* SHORT EXERCISE: Show every line below that contains the string "locomotive", treating case as significant.
[BEGIN STORED RECORDS]
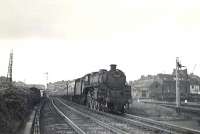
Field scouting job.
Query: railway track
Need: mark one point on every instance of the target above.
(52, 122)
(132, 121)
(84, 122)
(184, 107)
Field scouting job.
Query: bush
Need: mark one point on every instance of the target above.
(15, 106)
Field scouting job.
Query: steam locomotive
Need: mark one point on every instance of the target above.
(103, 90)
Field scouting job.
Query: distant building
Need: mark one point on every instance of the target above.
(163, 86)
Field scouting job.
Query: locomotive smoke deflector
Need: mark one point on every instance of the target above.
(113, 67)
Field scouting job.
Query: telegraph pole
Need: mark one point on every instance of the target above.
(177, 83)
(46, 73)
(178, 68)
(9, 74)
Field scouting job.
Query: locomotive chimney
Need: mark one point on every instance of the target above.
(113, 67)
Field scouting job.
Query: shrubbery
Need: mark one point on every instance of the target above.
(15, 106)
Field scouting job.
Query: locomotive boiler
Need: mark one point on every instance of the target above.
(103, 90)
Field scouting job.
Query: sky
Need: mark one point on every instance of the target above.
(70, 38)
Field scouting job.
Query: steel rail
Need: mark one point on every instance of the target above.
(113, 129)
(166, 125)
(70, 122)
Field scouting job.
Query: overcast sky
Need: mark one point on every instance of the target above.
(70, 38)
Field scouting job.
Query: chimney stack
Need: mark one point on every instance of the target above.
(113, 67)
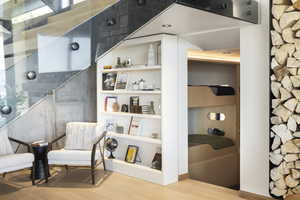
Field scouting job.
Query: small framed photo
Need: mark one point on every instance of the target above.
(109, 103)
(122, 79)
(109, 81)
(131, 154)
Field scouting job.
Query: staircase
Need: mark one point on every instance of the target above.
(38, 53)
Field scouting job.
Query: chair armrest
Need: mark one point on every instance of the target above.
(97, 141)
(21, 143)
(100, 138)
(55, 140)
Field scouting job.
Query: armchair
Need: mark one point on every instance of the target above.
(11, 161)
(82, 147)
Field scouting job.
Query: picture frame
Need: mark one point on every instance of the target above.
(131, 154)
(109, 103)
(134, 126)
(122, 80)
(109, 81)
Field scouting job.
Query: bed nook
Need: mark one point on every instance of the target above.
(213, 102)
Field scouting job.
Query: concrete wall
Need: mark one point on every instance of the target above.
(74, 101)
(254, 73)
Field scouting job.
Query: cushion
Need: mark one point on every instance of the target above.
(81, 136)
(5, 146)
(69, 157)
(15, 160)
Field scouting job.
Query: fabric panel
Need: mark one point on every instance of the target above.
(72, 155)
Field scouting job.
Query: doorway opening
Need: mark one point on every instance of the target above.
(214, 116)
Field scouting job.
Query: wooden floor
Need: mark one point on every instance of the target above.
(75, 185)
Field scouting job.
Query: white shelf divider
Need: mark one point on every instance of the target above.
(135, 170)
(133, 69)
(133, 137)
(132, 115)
[END STORED RECORDS]
[BEGIN STORED RECORDS]
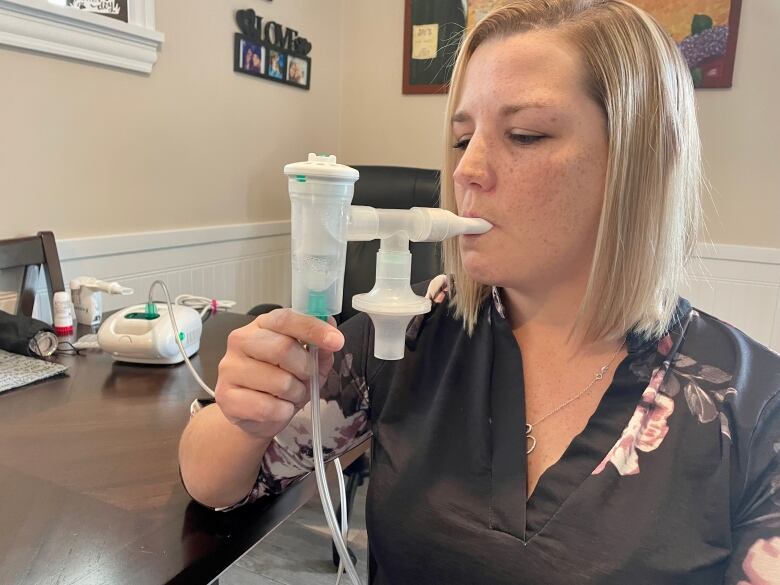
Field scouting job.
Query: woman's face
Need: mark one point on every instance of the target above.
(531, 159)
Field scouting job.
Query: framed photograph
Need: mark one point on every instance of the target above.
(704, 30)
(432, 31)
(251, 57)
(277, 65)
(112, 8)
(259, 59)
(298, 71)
[END STORED RECORDS]
* CORRECT ANSWER:
Query: steam locomotive
Query: locomotive smoke deflector
Query: locomotive chimney
Query: locomotive boiler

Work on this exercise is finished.